WHAT THE TASK ASKS | Count the lines below that contain the string "license", matching case exactly, and reply with only the number.

EXTRACTED DATA |

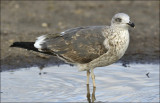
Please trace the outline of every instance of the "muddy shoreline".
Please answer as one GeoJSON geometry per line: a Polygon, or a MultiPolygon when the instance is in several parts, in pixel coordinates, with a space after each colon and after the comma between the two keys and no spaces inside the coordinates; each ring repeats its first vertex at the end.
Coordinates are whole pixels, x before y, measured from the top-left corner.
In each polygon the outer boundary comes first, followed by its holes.
{"type": "Polygon", "coordinates": [[[117,12],[130,15],[130,45],[122,63],[159,63],[158,1],[2,1],[1,70],[64,62],[20,48],[13,42],[33,42],[36,37],[88,25],[110,25],[117,12]]]}

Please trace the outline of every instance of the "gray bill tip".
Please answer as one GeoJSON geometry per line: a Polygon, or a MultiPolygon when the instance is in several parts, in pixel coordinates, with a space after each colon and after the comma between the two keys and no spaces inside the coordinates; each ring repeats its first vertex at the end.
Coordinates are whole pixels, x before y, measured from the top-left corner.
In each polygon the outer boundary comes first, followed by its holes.
{"type": "Polygon", "coordinates": [[[133,27],[133,28],[135,28],[135,25],[134,25],[134,23],[132,23],[131,21],[129,22],[129,23],[127,23],[129,26],[131,26],[131,27],[133,27]]]}

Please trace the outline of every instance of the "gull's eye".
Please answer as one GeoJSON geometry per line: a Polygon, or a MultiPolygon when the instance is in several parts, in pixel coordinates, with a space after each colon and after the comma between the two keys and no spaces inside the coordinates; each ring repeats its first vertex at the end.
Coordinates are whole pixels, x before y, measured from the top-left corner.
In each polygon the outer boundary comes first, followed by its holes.
{"type": "Polygon", "coordinates": [[[116,22],[121,22],[122,19],[121,19],[121,18],[116,18],[115,21],[116,21],[116,22]]]}

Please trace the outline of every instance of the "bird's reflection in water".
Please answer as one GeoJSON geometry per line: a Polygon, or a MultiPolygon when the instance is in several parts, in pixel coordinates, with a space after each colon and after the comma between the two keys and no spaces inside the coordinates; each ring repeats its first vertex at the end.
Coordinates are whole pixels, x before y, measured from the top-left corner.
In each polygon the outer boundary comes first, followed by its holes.
{"type": "Polygon", "coordinates": [[[87,84],[87,100],[88,100],[88,103],[94,103],[94,101],[96,100],[95,91],[96,91],[96,87],[93,87],[93,92],[92,92],[92,97],[91,97],[90,96],[89,84],[87,84]]]}
{"type": "Polygon", "coordinates": [[[42,72],[42,70],[43,70],[44,68],[45,68],[44,65],[41,65],[41,66],[39,67],[39,70],[40,70],[39,75],[41,75],[42,73],[43,73],[43,74],[47,74],[47,72],[42,72]]]}

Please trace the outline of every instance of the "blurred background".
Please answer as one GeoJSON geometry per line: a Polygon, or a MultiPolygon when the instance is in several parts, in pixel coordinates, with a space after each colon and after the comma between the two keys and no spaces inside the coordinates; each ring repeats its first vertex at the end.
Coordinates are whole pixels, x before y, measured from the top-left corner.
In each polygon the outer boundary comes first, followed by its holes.
{"type": "Polygon", "coordinates": [[[69,28],[110,25],[119,12],[136,25],[129,30],[130,45],[120,62],[158,62],[159,1],[1,1],[1,69],[63,63],[9,46],[69,28]]]}

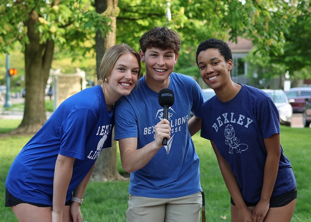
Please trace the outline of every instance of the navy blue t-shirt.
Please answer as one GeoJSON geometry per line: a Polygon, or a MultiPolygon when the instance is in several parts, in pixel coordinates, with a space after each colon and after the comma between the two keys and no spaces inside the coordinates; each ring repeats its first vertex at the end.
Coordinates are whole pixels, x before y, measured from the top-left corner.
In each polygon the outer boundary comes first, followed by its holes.
{"type": "Polygon", "coordinates": [[[58,154],[76,158],[66,201],[90,171],[102,149],[111,146],[114,111],[107,110],[100,86],[65,100],[18,155],[6,187],[22,200],[52,205],[58,154]]]}
{"type": "MultiPolygon", "coordinates": [[[[258,202],[267,156],[263,139],[280,132],[279,112],[273,101],[262,90],[242,85],[230,101],[223,102],[214,96],[202,105],[202,111],[201,136],[213,141],[228,162],[244,200],[258,202]]],[[[272,197],[296,186],[292,166],[280,149],[272,197]]]]}

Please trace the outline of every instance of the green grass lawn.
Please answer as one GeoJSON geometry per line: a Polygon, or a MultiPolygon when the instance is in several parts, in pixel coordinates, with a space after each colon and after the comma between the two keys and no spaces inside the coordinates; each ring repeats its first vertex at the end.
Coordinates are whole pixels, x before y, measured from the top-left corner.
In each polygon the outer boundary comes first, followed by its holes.
{"type": "MultiPolygon", "coordinates": [[[[17,127],[20,120],[0,119],[0,132],[17,127]]],[[[293,165],[297,182],[298,198],[292,221],[311,222],[311,129],[281,126],[281,141],[293,165]]],[[[9,208],[4,206],[5,178],[14,158],[31,136],[0,137],[0,221],[16,221],[9,208]]],[[[230,221],[230,195],[209,142],[198,133],[193,137],[201,160],[201,183],[205,194],[206,221],[230,221]]],[[[118,169],[122,169],[118,160],[118,169]]],[[[126,220],[128,181],[90,182],[81,207],[83,220],[88,222],[126,220]]]]}

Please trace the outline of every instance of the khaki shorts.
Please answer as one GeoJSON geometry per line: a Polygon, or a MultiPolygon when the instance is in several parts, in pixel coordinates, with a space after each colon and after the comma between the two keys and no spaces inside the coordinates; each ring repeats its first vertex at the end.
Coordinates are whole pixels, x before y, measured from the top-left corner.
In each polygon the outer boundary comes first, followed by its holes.
{"type": "Polygon", "coordinates": [[[176,198],[150,198],[130,195],[127,222],[199,222],[201,192],[176,198]]]}

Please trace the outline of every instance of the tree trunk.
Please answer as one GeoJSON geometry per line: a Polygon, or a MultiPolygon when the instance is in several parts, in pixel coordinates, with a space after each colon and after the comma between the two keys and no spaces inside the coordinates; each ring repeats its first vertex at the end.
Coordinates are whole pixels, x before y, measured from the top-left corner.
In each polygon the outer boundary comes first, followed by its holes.
{"type": "MultiPolygon", "coordinates": [[[[95,0],[96,11],[98,13],[102,13],[108,7],[111,7],[113,12],[118,6],[118,0],[95,0]]],[[[99,65],[101,58],[106,50],[115,44],[116,18],[111,17],[112,21],[111,25],[112,31],[106,33],[103,38],[101,34],[97,31],[96,33],[96,60],[97,79],[100,79],[99,72],[99,65]]],[[[113,132],[112,147],[103,149],[100,155],[97,158],[96,164],[92,173],[91,180],[104,181],[108,180],[115,180],[124,179],[118,171],[117,163],[117,144],[113,140],[114,134],[113,132]]]]}
{"type": "Polygon", "coordinates": [[[44,89],[52,64],[54,42],[50,40],[40,44],[40,34],[35,31],[38,17],[34,12],[25,22],[29,39],[25,51],[25,108],[21,123],[12,134],[35,133],[46,121],[44,89]]]}

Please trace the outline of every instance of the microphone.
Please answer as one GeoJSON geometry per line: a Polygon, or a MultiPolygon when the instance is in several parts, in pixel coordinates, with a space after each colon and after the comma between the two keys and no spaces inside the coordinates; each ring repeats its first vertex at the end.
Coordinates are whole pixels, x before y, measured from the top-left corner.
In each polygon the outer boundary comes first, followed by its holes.
{"type": "MultiPolygon", "coordinates": [[[[169,119],[169,107],[174,104],[175,97],[174,93],[169,89],[163,89],[159,93],[159,103],[160,105],[163,107],[163,118],[169,119]]],[[[162,145],[163,146],[167,145],[167,138],[163,139],[162,145]]]]}

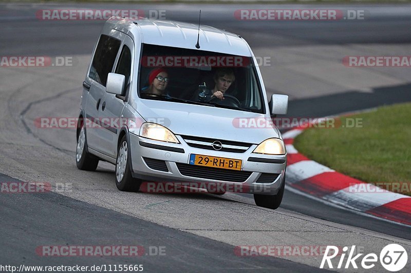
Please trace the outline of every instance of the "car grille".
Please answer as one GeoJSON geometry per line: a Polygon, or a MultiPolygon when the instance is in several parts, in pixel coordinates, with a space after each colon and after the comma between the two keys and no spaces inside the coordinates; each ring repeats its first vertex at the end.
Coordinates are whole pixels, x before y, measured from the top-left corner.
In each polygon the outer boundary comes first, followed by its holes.
{"type": "Polygon", "coordinates": [[[146,158],[145,157],[143,158],[144,158],[145,163],[150,169],[162,172],[169,171],[169,168],[167,167],[167,165],[165,164],[165,161],[164,160],[152,159],[151,158],[146,158]]]}
{"type": "Polygon", "coordinates": [[[279,174],[268,174],[263,173],[255,181],[256,183],[272,183],[279,175],[279,174]]]}
{"type": "Polygon", "coordinates": [[[176,164],[178,171],[183,175],[213,180],[244,182],[251,174],[251,172],[244,171],[204,167],[181,163],[176,164]]]}
{"type": "Polygon", "coordinates": [[[218,140],[222,144],[222,148],[218,151],[221,152],[229,152],[231,153],[241,153],[246,152],[251,143],[240,142],[238,141],[231,141],[230,140],[221,140],[213,138],[206,138],[191,136],[181,136],[189,146],[195,148],[200,148],[205,150],[216,151],[213,148],[213,142],[218,140]]]}

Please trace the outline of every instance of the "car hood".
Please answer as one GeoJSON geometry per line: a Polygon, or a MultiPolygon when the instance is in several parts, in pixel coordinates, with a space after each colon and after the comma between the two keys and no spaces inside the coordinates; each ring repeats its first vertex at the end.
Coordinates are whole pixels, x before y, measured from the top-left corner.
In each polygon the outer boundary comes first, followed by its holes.
{"type": "Polygon", "coordinates": [[[275,127],[267,122],[269,116],[261,114],[149,99],[136,106],[146,121],[161,124],[176,135],[254,144],[279,137],[275,127]]]}

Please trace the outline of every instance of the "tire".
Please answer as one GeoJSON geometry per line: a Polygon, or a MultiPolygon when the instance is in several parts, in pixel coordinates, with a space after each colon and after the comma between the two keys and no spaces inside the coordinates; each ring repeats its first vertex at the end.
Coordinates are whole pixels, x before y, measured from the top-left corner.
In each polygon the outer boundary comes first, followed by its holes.
{"type": "Polygon", "coordinates": [[[138,192],[141,181],[134,178],[130,169],[130,145],[124,135],[117,148],[117,159],[116,161],[116,185],[123,192],[138,192]]]}
{"type": "Polygon", "coordinates": [[[275,195],[263,195],[261,194],[254,194],[254,200],[255,204],[258,206],[276,209],[278,208],[281,201],[283,200],[283,196],[284,195],[284,188],[286,185],[285,174],[282,181],[278,192],[275,195]]]}
{"type": "Polygon", "coordinates": [[[77,167],[84,171],[96,171],[99,164],[99,159],[87,152],[87,139],[84,123],[81,122],[80,131],[78,131],[77,146],[76,149],[76,164],[77,167]]]}

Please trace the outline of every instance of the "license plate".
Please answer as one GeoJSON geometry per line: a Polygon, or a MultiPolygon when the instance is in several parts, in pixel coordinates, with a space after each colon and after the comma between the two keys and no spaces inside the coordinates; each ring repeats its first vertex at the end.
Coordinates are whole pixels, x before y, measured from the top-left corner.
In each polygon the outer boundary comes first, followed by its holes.
{"type": "Polygon", "coordinates": [[[228,169],[241,171],[242,161],[224,157],[204,156],[192,154],[190,156],[190,164],[214,168],[228,169]]]}

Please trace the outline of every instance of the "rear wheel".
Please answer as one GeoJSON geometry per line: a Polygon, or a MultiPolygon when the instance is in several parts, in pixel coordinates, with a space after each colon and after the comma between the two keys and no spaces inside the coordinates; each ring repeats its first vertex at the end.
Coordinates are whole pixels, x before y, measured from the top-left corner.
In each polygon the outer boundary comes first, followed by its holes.
{"type": "Polygon", "coordinates": [[[81,124],[80,133],[77,137],[77,147],[76,149],[76,164],[80,170],[96,171],[99,164],[99,159],[87,152],[87,140],[84,124],[81,124]]]}
{"type": "Polygon", "coordinates": [[[284,195],[284,188],[286,184],[285,174],[282,182],[283,184],[281,185],[281,187],[275,195],[254,194],[254,200],[255,201],[255,204],[258,206],[272,209],[278,208],[283,200],[283,196],[284,195]]]}
{"type": "Polygon", "coordinates": [[[141,180],[134,178],[130,168],[131,158],[129,155],[129,145],[127,138],[124,136],[120,142],[117,150],[117,160],[116,162],[116,185],[120,191],[137,192],[141,184],[141,180]]]}

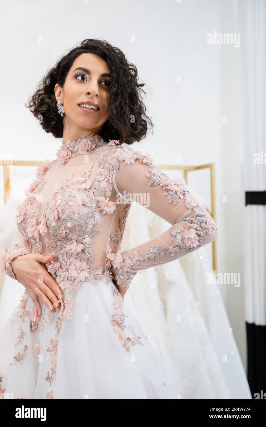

ANSWER TO THIS TASK | 1